◆ What to work on: Reproduce the records from the line containing "Which on-screen element is the wispy" through the end of the records, requests included, and shift every bounding-box coordinate in the answers by adding 73 to it.
BEGIN
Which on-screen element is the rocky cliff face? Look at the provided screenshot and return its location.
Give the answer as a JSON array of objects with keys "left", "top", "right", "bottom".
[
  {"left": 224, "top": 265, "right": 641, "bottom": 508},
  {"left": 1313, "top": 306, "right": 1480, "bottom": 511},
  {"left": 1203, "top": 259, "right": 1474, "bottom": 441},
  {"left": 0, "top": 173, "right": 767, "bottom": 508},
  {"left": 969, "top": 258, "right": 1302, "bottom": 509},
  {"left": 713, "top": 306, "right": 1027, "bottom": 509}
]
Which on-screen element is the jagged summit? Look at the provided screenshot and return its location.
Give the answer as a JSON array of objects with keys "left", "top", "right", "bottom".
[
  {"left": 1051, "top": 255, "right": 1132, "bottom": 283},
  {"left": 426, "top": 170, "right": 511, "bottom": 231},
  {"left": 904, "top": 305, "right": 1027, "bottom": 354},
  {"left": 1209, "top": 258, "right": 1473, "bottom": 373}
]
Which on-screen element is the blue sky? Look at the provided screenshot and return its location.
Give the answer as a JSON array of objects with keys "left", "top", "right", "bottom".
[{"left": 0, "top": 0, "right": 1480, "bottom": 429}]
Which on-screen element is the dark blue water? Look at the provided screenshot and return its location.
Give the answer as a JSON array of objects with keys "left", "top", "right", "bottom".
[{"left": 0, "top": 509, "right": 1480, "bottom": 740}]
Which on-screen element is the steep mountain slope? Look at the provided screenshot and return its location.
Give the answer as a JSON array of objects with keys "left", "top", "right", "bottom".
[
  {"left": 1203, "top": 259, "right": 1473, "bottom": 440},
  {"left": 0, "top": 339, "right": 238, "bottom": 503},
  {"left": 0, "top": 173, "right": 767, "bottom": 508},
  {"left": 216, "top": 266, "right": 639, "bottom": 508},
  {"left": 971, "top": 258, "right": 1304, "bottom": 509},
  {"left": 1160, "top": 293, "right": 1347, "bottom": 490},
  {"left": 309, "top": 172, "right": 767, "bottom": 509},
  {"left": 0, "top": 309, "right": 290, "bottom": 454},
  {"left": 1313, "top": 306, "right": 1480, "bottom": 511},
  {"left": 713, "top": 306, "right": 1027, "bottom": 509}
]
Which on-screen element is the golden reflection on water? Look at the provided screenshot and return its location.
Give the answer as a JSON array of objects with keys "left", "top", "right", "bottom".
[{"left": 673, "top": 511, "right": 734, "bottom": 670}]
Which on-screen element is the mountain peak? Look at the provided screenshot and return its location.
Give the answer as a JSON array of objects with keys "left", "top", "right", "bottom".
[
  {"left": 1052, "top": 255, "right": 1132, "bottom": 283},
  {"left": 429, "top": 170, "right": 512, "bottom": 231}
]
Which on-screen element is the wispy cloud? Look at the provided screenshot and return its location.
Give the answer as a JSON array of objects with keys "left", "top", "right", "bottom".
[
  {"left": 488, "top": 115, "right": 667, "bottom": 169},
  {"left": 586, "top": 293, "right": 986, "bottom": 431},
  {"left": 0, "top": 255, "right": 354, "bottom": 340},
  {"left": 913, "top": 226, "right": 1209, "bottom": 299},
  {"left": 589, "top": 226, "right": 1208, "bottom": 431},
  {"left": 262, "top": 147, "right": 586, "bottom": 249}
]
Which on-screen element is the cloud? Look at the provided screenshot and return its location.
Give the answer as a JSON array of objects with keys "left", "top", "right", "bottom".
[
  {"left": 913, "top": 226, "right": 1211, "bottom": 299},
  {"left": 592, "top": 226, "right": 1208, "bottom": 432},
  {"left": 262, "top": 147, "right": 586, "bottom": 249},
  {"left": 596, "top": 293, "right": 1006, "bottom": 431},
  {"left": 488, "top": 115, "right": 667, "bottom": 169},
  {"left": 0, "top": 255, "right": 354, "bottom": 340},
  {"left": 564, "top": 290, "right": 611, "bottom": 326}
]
END
◆ Result:
Which on-screen element is the wispy cloud? Look at the provided screenshot and return its location.
Give the answer as a JSON array of objects with keys "left", "top", "right", "bottom".
[
  {"left": 561, "top": 188, "right": 740, "bottom": 242},
  {"left": 659, "top": 366, "right": 1059, "bottom": 504},
  {"left": 73, "top": 328, "right": 427, "bottom": 413},
  {"left": 986, "top": 299, "right": 1282, "bottom": 372},
  {"left": 662, "top": 299, "right": 1281, "bottom": 504},
  {"left": 335, "top": 220, "right": 659, "bottom": 322}
]
Which on-screen element is the cloud? Look at the provided screenshot and return its location.
Give the answer as a JSON array of objects with keys "left", "top", "right", "bottom".
[
  {"left": 986, "top": 299, "right": 1284, "bottom": 372},
  {"left": 665, "top": 299, "right": 1281, "bottom": 505},
  {"left": 335, "top": 220, "right": 659, "bottom": 322},
  {"left": 669, "top": 366, "right": 1079, "bottom": 504},
  {"left": 561, "top": 188, "right": 740, "bottom": 242},
  {"left": 73, "top": 328, "right": 427, "bottom": 413},
  {"left": 637, "top": 363, "right": 684, "bottom": 399}
]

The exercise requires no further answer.